__Written instruction__.
How many lines of the records below contain the string "Your", with case counting? Tally them and give only the number.

------ Materials provided

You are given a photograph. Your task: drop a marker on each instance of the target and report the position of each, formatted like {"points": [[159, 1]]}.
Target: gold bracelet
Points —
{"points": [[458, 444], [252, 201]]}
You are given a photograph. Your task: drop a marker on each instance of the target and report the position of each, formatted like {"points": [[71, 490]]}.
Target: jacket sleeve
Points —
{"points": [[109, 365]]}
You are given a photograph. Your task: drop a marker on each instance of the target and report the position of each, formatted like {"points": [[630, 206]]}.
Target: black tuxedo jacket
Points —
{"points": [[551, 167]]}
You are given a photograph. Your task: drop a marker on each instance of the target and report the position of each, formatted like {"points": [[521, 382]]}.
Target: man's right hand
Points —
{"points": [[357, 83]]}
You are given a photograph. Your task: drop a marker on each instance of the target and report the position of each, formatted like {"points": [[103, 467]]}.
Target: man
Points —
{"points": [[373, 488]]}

------------
------ Materials provided

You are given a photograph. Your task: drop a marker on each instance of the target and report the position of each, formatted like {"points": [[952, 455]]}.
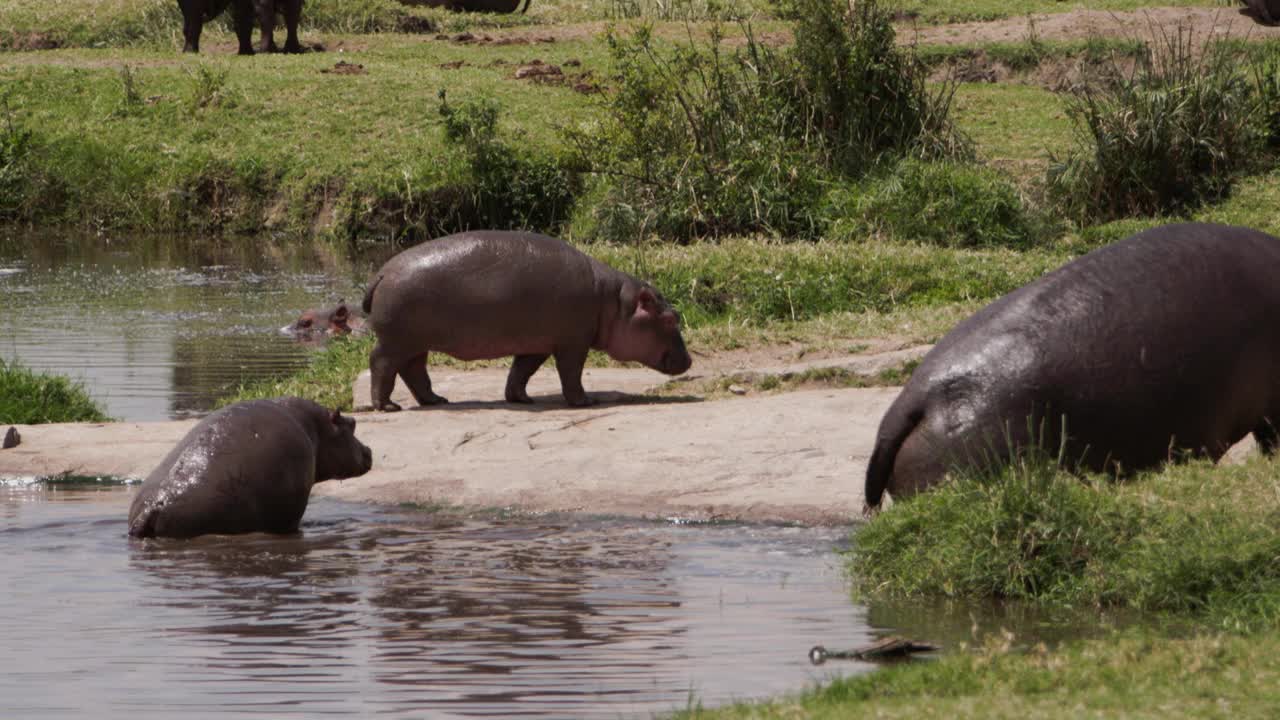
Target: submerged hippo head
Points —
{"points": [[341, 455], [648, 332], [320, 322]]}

------------

__Result of the exercise__.
6